> **REQUIREMENT**
Only the pictures are omitted; repeat all other data exactly.

> **MATERIAL SUPPLIED**
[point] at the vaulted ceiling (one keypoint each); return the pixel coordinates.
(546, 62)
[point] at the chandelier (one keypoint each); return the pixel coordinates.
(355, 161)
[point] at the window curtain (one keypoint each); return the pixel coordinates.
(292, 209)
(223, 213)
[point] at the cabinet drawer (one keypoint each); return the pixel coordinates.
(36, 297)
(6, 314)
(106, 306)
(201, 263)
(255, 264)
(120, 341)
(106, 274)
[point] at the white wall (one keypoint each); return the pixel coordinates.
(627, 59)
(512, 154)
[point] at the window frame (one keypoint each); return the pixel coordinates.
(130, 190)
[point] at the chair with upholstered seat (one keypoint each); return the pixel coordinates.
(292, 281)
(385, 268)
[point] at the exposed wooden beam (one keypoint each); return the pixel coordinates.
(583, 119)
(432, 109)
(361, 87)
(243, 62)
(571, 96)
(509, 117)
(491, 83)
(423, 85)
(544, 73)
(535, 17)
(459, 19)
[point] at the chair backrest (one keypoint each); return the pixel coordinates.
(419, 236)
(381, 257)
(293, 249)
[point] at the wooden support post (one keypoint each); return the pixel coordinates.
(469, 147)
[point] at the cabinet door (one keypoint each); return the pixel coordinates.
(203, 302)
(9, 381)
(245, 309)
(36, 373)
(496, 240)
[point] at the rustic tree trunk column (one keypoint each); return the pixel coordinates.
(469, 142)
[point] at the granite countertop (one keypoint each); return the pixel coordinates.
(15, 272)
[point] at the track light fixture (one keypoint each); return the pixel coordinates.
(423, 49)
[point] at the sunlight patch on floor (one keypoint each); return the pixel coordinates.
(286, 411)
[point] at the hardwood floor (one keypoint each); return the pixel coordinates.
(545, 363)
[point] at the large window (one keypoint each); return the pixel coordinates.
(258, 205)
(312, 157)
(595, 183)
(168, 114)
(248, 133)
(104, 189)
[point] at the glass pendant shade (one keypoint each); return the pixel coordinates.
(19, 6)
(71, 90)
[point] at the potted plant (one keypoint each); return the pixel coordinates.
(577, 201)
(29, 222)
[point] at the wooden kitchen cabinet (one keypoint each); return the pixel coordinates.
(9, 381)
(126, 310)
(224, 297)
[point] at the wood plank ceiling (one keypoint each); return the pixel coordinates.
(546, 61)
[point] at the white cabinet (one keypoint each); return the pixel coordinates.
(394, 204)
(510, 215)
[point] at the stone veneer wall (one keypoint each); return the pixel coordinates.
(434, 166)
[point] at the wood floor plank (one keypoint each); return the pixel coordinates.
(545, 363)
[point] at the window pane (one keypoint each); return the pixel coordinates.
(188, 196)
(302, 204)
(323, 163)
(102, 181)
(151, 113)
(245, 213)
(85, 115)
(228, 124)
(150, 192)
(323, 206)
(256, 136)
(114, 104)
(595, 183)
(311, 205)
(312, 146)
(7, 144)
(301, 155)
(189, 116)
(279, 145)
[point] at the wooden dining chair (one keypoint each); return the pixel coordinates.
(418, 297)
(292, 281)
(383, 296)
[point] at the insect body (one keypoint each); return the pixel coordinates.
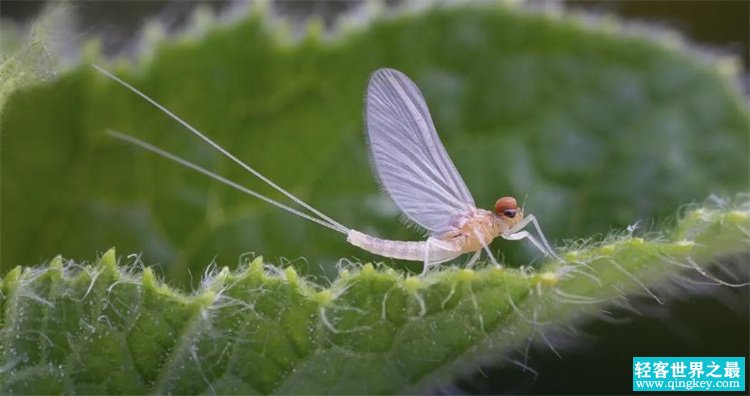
(413, 167)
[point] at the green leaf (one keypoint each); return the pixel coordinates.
(597, 125)
(78, 328)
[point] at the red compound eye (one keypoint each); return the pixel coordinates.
(506, 207)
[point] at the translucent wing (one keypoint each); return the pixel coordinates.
(409, 158)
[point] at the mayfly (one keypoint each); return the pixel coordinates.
(412, 166)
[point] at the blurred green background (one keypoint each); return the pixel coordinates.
(595, 131)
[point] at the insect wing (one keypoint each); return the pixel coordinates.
(409, 158)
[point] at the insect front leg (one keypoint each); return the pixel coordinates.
(427, 248)
(473, 259)
(516, 234)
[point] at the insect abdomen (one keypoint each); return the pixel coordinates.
(403, 250)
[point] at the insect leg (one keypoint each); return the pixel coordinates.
(426, 265)
(544, 246)
(473, 259)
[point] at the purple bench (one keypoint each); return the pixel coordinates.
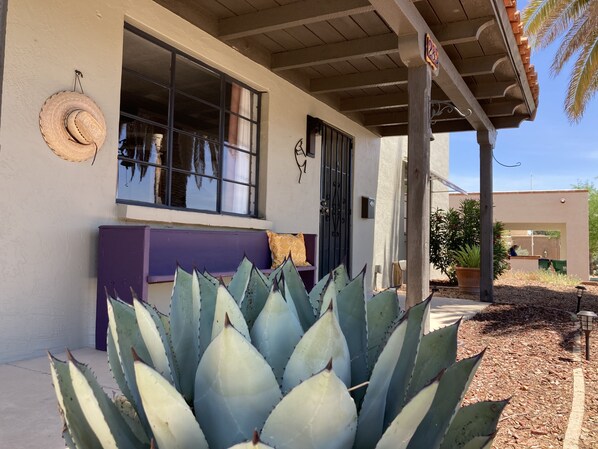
(132, 257)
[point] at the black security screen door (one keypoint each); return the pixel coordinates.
(335, 204)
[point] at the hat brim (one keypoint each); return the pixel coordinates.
(52, 124)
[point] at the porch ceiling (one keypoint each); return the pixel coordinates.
(346, 53)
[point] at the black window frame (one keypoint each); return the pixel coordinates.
(220, 142)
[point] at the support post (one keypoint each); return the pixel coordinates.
(418, 190)
(486, 140)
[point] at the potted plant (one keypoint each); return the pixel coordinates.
(467, 268)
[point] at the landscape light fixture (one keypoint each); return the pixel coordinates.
(586, 320)
(580, 290)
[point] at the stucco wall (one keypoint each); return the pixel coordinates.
(558, 210)
(51, 208)
(390, 228)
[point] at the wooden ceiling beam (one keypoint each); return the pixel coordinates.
(482, 65)
(461, 32)
(385, 101)
(358, 80)
(502, 108)
(290, 15)
(339, 51)
(492, 90)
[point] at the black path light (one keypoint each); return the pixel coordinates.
(586, 319)
(580, 290)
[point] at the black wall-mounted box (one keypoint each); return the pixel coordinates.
(368, 207)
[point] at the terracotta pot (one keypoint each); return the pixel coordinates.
(469, 280)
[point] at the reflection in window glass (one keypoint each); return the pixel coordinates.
(194, 192)
(235, 198)
(140, 182)
(142, 142)
(236, 165)
(175, 121)
(196, 154)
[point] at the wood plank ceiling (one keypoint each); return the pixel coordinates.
(343, 52)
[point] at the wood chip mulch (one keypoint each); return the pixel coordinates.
(529, 337)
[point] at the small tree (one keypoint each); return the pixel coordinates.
(453, 229)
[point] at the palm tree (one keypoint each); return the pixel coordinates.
(575, 24)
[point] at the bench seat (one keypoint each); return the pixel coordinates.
(132, 257)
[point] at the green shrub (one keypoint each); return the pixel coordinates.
(467, 257)
(453, 229)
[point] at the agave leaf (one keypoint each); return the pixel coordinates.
(131, 417)
(125, 331)
(109, 426)
(437, 351)
(294, 284)
(481, 442)
(403, 370)
(315, 295)
(78, 432)
(154, 337)
(322, 342)
(213, 280)
(184, 333)
(329, 295)
(255, 296)
(251, 445)
(382, 311)
(235, 390)
(452, 389)
(240, 280)
(276, 333)
(172, 421)
(319, 413)
(371, 416)
(352, 319)
(208, 292)
(475, 420)
(115, 366)
(226, 305)
(401, 430)
(341, 277)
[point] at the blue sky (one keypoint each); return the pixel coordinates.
(554, 153)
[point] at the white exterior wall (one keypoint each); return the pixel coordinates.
(51, 208)
(390, 238)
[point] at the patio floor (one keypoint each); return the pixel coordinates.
(29, 411)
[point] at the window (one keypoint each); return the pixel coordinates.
(188, 133)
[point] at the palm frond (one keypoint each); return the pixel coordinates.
(583, 80)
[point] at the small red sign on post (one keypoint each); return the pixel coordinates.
(431, 53)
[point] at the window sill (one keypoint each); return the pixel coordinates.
(131, 212)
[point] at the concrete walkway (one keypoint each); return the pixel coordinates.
(28, 406)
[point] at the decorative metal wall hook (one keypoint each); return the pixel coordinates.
(439, 107)
(300, 154)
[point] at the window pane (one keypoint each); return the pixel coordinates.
(140, 182)
(143, 142)
(143, 98)
(196, 117)
(193, 191)
(235, 198)
(194, 154)
(252, 210)
(236, 165)
(240, 133)
(146, 58)
(193, 79)
(241, 101)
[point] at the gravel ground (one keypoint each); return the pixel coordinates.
(529, 336)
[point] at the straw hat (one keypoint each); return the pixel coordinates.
(72, 125)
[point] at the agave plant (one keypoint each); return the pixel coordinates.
(262, 363)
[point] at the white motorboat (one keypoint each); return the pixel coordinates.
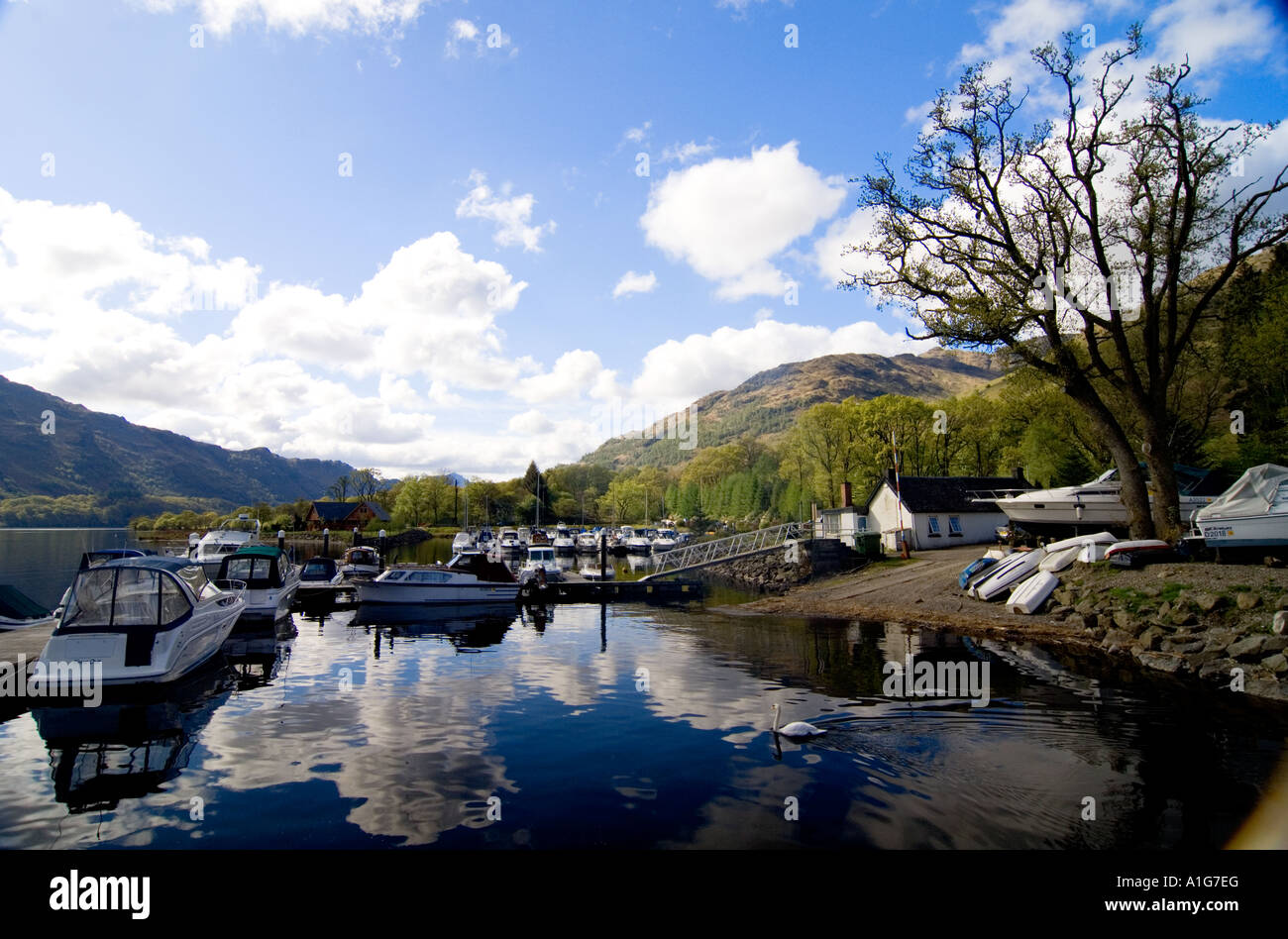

> **RESULT**
[point] at the vaulted ceiling (one keypoint each); return the pixel coordinates.
(546, 62)
[point] at the chandelier (one keypoint each); return the pixel coordinates.
(355, 161)
[point] at the window curtain (one keypoint each); return the pixel coordinates.
(292, 209)
(223, 213)
[point] at the cabinet drawer (one keypoint each); return the pixel coordinates.
(36, 297)
(6, 314)
(106, 306)
(201, 263)
(255, 264)
(120, 341)
(106, 274)
[point] at the white wall (one keypoint each); return the pixel coordinates.
(627, 59)
(512, 154)
[point] at the window frame (one keypoint each); return the pixel coordinates.
(130, 190)
[point] at the chair with upholstered seat (one keypoint each); return the pixel coordinates.
(292, 281)
(385, 268)
[point] at the exposed wooden beam (one keypoint each); return the pixel coordinates.
(583, 119)
(432, 109)
(361, 87)
(243, 62)
(571, 96)
(509, 117)
(491, 83)
(423, 85)
(544, 73)
(535, 17)
(459, 19)
[point] at the chair backrest (one keypoint each); return the pixel coordinates.
(419, 236)
(381, 257)
(293, 249)
[point] at the wooden support post (one keypoint each); return the pixel coordinates.
(469, 147)
[point] at the cabinet door (one keypoint each); return the pixel coordinates.
(203, 302)
(9, 381)
(245, 309)
(36, 373)
(496, 240)
[point] at the rustic tree trunk column (one keypoint each); return the pixel coordinates.
(469, 142)
[point] at the granite countertop (one keypoint each); return the pixel coordinates.
(15, 272)
[point] at the track light fixture (one keypoint each); return the pixel coordinates.
(423, 49)
[point] at the sunlight patch on floor (one keypoint each); return the pixel coordinates.
(286, 411)
[point] at the hardwood floor (one keypoint each); return the pixel coordinates.
(545, 363)
[point] at the large window (one keypoint each); return the pixel coordinates.
(258, 205)
(312, 157)
(595, 183)
(168, 114)
(248, 133)
(104, 189)
[point] at the glass pendant shade (one keypoint each); return the pixel coordinates.
(19, 6)
(71, 90)
[point] at the potted plant (one keypoint each); return the pixel coordinates.
(577, 201)
(29, 222)
[point] at the wooden kitchen cabinet (one keypoint each); return the pixel coordinates.
(9, 381)
(126, 310)
(224, 297)
[point] at the wood plank ceiling (one keypoint each); return the pixel coordinates.
(546, 61)
[point] at the white cabinet (one keypoint each); return the pixel coordinates.
(394, 204)
(510, 215)
[point] at the stone veneer wall (one keypoint each); return the pixel coordinates.
(434, 166)
[point] at the wood floor plank (one keypoint each); return the pixel coordinates.
(545, 363)
[point] at the window pane (one keypoint each); return the pixel coordinates.
(188, 196)
(302, 204)
(323, 163)
(102, 181)
(151, 113)
(245, 213)
(85, 115)
(228, 124)
(150, 192)
(323, 206)
(256, 136)
(114, 104)
(595, 183)
(311, 205)
(312, 146)
(7, 144)
(301, 155)
(189, 116)
(279, 145)
[point] at the wooden dining chair (one keypoint each); return the pixel coordinates.
(418, 297)
(292, 281)
(383, 296)
[point] at the insect body (one keypoint each); return the pixel coordinates.
(413, 167)
[point] at the green leaf (one keypoint each); return the pixel coordinates.
(597, 125)
(78, 328)
[point] at the red compound eye (one keypoint each); return the pixel coordinates.
(506, 207)
[point] at the translucent wing (one keypoint each); return the pixel coordinates.
(409, 158)
[point] at the mayfly (one keypoint each); return the pixel coordinates.
(412, 166)
[point] at the blurred green background (one keypoint each); return the pixel coordinates.
(595, 131)
[point] at the insect wing (one keypoint each); return the pixel coordinates.
(409, 158)
[point] at the insect front leg (one keypoint each); return the pixel coordinates.
(427, 248)
(473, 259)
(516, 234)
[point] at the insect abdomen (one keypoint each); return the pixel coordinates.
(403, 250)
[point] at the insect leg (one keypoint each); return the pixel coordinates.
(426, 265)
(544, 246)
(473, 259)
[point] at the purple bench (one keypoint each); return the pixel coordinates.
(132, 257)
[point] at the black security screen door (one keypoint each); return the pixel coordinates.
(335, 204)
[point] at the hat brim (one keypoint each); return the pixel coordinates.
(52, 124)
[point] at the porch ceiling (one keypoint each); return the pixel coordinates.
(346, 53)
[point] at the black window frame (one keypoint each); return the pixel coordinates.
(220, 142)
[point] at the support post (one keypoint each); return the pixel coordinates.
(418, 190)
(486, 140)
[point] at the potted plant (one keypoint each); return the pixel coordinates.
(467, 268)
[point] at the landscape light fixture (one keypoint each); return the pixel coordinates.
(586, 320)
(580, 290)
[point] at the stucco wall (one keypoint each); return the pixel coordinates.
(558, 210)
(51, 208)
(390, 228)
[point] at the wooden ceiling beam (one keypoint each); return the pixel coordinates.
(482, 65)
(461, 32)
(385, 101)
(358, 80)
(502, 108)
(290, 15)
(339, 51)
(492, 90)
[point] at the black path light (one keypoint each); return the pixel coordinates.
(586, 319)
(580, 290)
[point] at the black wall-mounted box (one keypoint each); return the pixel coordinates.
(368, 207)
[point] at the terracotta pot (one keypoint each); return the pixel coordinates.
(469, 280)
[point] at the reflection in window glass (one keypoint each); return the pixel coordinates.
(194, 192)
(235, 198)
(140, 182)
(142, 142)
(236, 165)
(175, 121)
(196, 154)
[point] at the wood plank ceiling (one keypoint each); return the pixel coordinates.
(343, 52)
[point] at the wood chip mulch (one keypoint each); return the pixel coordinates.
(529, 337)
[point] at the small tree (one keypoint each); return the pixel coordinates.
(453, 229)
[point] at the palm tree (one keypoint each); return the pixel coordinates.
(575, 24)
[point] at the bench seat (one keypoint each); return the pixel coordinates.
(132, 257)
[point] at the green shrub (one keypoint each); return the pixel coordinates.
(467, 257)
(453, 229)
[point] at the agave leaf (one keypoint each); return the pixel coordinates.
(131, 417)
(125, 331)
(109, 426)
(437, 351)
(294, 284)
(481, 442)
(403, 370)
(315, 295)
(78, 432)
(154, 337)
(322, 342)
(213, 280)
(184, 333)
(329, 295)
(255, 296)
(251, 445)
(382, 311)
(235, 390)
(452, 389)
(240, 280)
(276, 333)
(172, 421)
(319, 413)
(371, 416)
(352, 319)
(208, 292)
(475, 420)
(115, 366)
(226, 305)
(401, 430)
(341, 277)
[point] at the blue sky (one keypoint each); return the pixel coordinates.
(554, 153)
[point] at the white exterior wall (one keypoint each); return the pixel coordinates.
(51, 208)
(390, 238)
[point] at the patio floor (one keypoint each); return the pixel coordinates.
(29, 411)
[point] at the window (one keypoint each); return the pixel coordinates.
(188, 133)
[point] at the palm frond (one keypoint each); return the pixel coordinates.
(583, 80)
[point] at the small red sign on post (one keypoint each); return the pixel coordinates.
(431, 53)
[point] at the window sill (one keypoint each); return the pixel coordinates.
(131, 212)
[point] at the concrete walkway (one keypoint each); return the pixel coordinates.
(28, 406)
[point] at the decorative metal wall hook (one keypoint each); return the pixel coordinates.
(439, 107)
(300, 154)
[point] at the window pane (one keypoint each); return the pixel coordinates.
(140, 182)
(143, 142)
(143, 98)
(196, 117)
(193, 191)
(235, 198)
(194, 154)
(252, 210)
(236, 165)
(240, 133)
(146, 58)
(193, 79)
(241, 101)
[point] at the gravel ground (one keypoint each); return the pixel coordinates.
(529, 336)
[point] at the straw hat (one keypoint each); return the pixel coordinates.
(72, 125)
[point] at the agave plant (one keypoint each); return the pixel coordinates.
(262, 363)
[point] at the white motorboat (one keypoint each); return the pixel coordinates.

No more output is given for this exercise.